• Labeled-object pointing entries
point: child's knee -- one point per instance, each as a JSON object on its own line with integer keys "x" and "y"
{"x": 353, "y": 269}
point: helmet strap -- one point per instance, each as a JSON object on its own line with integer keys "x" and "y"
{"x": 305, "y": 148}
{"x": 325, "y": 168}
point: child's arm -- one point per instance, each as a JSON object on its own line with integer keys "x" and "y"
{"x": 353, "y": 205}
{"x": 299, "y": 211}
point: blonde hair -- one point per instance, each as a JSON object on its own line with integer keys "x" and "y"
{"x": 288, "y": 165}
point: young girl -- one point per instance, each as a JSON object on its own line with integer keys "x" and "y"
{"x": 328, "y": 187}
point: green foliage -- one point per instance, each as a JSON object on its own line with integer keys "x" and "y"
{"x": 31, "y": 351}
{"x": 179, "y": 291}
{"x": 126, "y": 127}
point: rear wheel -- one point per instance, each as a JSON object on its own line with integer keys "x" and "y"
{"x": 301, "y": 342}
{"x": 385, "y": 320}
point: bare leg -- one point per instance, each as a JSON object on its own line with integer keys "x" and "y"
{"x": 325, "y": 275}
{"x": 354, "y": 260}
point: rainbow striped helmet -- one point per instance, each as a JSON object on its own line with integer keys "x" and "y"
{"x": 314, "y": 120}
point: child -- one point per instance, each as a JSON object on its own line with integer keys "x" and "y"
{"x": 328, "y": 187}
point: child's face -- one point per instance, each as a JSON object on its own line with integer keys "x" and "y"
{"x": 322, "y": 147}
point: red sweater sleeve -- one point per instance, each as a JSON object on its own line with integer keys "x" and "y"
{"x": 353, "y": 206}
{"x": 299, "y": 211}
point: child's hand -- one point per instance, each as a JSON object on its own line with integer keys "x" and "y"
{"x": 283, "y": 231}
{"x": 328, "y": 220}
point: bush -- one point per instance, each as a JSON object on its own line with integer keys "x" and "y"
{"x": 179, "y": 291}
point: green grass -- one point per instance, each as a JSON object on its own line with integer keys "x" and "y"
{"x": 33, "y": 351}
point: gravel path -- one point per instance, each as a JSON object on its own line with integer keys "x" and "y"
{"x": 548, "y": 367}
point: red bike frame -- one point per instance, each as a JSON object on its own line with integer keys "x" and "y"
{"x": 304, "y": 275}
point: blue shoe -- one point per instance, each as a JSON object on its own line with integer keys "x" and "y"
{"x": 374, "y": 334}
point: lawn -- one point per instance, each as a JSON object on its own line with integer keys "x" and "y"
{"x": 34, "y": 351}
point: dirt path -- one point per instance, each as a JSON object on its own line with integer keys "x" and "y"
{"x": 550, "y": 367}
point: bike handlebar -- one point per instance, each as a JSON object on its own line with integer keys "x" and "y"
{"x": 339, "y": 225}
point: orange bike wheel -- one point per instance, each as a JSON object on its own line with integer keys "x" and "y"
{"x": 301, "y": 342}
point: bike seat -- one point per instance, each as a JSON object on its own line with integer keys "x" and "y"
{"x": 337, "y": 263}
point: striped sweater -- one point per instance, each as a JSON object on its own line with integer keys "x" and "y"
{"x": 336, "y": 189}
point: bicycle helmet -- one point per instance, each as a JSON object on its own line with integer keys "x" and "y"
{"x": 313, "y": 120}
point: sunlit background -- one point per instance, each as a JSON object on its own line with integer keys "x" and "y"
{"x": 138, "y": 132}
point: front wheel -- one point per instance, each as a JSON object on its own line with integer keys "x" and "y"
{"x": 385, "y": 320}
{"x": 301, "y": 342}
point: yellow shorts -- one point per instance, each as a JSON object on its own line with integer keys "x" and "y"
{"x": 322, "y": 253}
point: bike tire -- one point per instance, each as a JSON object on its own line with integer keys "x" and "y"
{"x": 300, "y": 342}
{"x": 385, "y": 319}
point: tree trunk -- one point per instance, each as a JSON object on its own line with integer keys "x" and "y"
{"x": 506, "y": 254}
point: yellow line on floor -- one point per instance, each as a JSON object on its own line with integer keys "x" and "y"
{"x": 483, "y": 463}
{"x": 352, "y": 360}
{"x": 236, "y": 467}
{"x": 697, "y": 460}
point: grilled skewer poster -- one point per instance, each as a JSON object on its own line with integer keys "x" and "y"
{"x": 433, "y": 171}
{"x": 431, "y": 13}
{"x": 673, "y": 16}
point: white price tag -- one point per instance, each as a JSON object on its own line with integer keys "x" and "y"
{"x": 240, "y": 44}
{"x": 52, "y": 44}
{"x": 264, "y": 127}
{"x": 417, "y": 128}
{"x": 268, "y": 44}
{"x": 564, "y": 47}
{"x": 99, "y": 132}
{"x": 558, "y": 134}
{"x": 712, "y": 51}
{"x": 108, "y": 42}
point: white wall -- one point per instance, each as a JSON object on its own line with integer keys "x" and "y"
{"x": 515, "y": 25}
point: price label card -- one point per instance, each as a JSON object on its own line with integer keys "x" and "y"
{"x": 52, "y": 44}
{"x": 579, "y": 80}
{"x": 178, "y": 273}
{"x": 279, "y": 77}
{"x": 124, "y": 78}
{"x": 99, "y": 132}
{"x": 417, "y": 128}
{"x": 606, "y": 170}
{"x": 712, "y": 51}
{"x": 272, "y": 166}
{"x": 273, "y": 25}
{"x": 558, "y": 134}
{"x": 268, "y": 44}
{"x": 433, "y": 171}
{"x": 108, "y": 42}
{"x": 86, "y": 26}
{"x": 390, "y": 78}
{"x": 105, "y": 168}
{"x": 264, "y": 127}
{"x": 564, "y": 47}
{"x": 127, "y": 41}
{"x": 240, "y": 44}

• Required task
Send back all of the entries exactly, with nothing missing.

• Answer to this problem
point: child's knee -- one point per instance, each as a JSON object on its own line with integer keys "x" and "y"
{"x": 353, "y": 269}
point: helmet strap -- one point per instance, each as a JSON object on its own line with integer keys "x" and "y"
{"x": 305, "y": 148}
{"x": 325, "y": 168}
point: child's arm -- one point per instance, each as a JSON object on its own line with integer keys "x" and "y"
{"x": 353, "y": 205}
{"x": 299, "y": 211}
point: blonde hair -- one point per instance, each as a JSON object on its own line with integer keys "x" and "y"
{"x": 288, "y": 165}
point: young girl -- one point per instance, each as a JSON object on its own line with integer keys "x" and "y"
{"x": 328, "y": 187}
point: green foliage -- one point per instance, each as a JSON object on its own line with integer keys "x" and "y"
{"x": 31, "y": 351}
{"x": 179, "y": 291}
{"x": 126, "y": 127}
point: rear wheel -- one point per instance, each as a JSON object on its own line with integer keys "x" and "y"
{"x": 301, "y": 342}
{"x": 385, "y": 320}
point: bare leg -- one point per instance, each as a JSON object on its own line with integer keys "x" and "y"
{"x": 325, "y": 275}
{"x": 354, "y": 260}
point: rainbow striped helmet -- one point per instance, each as a JSON object on its own line with integer keys "x" and "y"
{"x": 314, "y": 120}
point: child -- one point per instance, each as a JSON object on its own line with integer keys "x" and "y"
{"x": 328, "y": 187}
point: child's face -- one point per instance, each as a JSON object on its own line with integer keys "x" and "y"
{"x": 322, "y": 147}
point: red sweater sleeve -- one point per instance, each as a JSON object on its own line with integer keys "x" and "y"
{"x": 353, "y": 206}
{"x": 299, "y": 211}
point: child's hand -- one point per instance, each as a JSON object on its own line with integer keys "x" and "y"
{"x": 283, "y": 231}
{"x": 328, "y": 220}
point: bush -- one point per instance, each as a JSON object on its own line with integer keys "x" and "y"
{"x": 179, "y": 291}
point: green grass -- one point per instance, each as a JSON object on its own line with integer keys "x" and "y"
{"x": 33, "y": 351}
point: gravel path -- one point per instance, each as a JSON object on its own line with integer keys "x" and "y"
{"x": 548, "y": 367}
point: red bike frame -- one point per instance, each as a JSON object on its own line with integer keys "x" and "y"
{"x": 304, "y": 275}
point: blue shoe -- one point per instance, each as a JSON object on its own line with integer keys "x" and "y"
{"x": 374, "y": 334}
point: lawn -- one point per instance, each as a JSON object on its own line with integer keys "x" and "y"
{"x": 34, "y": 351}
point: dirt path -- one point per instance, each as a JSON object on its own line with integer keys "x" and "y"
{"x": 550, "y": 367}
point: bike handlebar -- one point per instance, each as a JSON object on its own line with integer keys "x" and "y"
{"x": 339, "y": 225}
point: orange bike wheel -- one point per instance, each as a JSON object on its own line with integer keys "x" and "y"
{"x": 301, "y": 342}
point: bike seat -- one point per instance, each as a JSON object on its own line with integer keys "x" and "y"
{"x": 337, "y": 263}
point: striped sweater -- one point per instance, each as a JSON object on its own line with integer keys "x" and "y"
{"x": 336, "y": 189}
point: bicycle helmet -- one point per instance, each as a JSON object on its own line with integer keys "x" and "y"
{"x": 313, "y": 120}
point: sunlit background -- one point per instance, each as a JSON object on its own line with integer keys "x" and "y"
{"x": 138, "y": 132}
point: front wheel -- one point per instance, each as a JSON object on its own line with integer keys "x" and "y"
{"x": 385, "y": 320}
{"x": 301, "y": 342}
point: yellow shorts -- one point per instance, each as a JSON object on its own line with integer keys "x" and "y"
{"x": 322, "y": 253}
point: bike tire -- one point per instance, each as a JSON object on its own line with integer keys "x" and "y"
{"x": 300, "y": 342}
{"x": 385, "y": 319}
point: tree trunk -- one point per instance, each as a JSON object on its own line with integer keys "x" and "y"
{"x": 506, "y": 254}
point: yellow line on floor -- one point per instance, each as a JSON object on its own line with integer keys "x" and "y"
{"x": 483, "y": 463}
{"x": 352, "y": 360}
{"x": 236, "y": 467}
{"x": 697, "y": 460}
point: grilled skewer poster -- one point per instance, each as a JSON object on its own line with integer keys "x" and "y"
{"x": 433, "y": 171}
{"x": 431, "y": 13}
{"x": 673, "y": 16}
point: white price tag -- one point per instance, each as a JSON object on its own line with integer keys "x" and "y"
{"x": 240, "y": 44}
{"x": 52, "y": 44}
{"x": 264, "y": 127}
{"x": 417, "y": 128}
{"x": 268, "y": 44}
{"x": 564, "y": 47}
{"x": 99, "y": 132}
{"x": 558, "y": 134}
{"x": 712, "y": 51}
{"x": 108, "y": 42}
point: white wall -- one point per instance, each as a JSON object on its own line with integer keys "x" and "y"
{"x": 515, "y": 25}
point: price label card -- one point per instance, each as a JSON object on its own line with integer keys "x" and "y"
{"x": 52, "y": 44}
{"x": 579, "y": 80}
{"x": 178, "y": 273}
{"x": 279, "y": 77}
{"x": 124, "y": 78}
{"x": 99, "y": 132}
{"x": 417, "y": 128}
{"x": 606, "y": 170}
{"x": 712, "y": 51}
{"x": 272, "y": 166}
{"x": 273, "y": 25}
{"x": 558, "y": 134}
{"x": 268, "y": 44}
{"x": 433, "y": 171}
{"x": 108, "y": 42}
{"x": 86, "y": 26}
{"x": 390, "y": 78}
{"x": 105, "y": 168}
{"x": 264, "y": 127}
{"x": 564, "y": 47}
{"x": 127, "y": 41}
{"x": 240, "y": 44}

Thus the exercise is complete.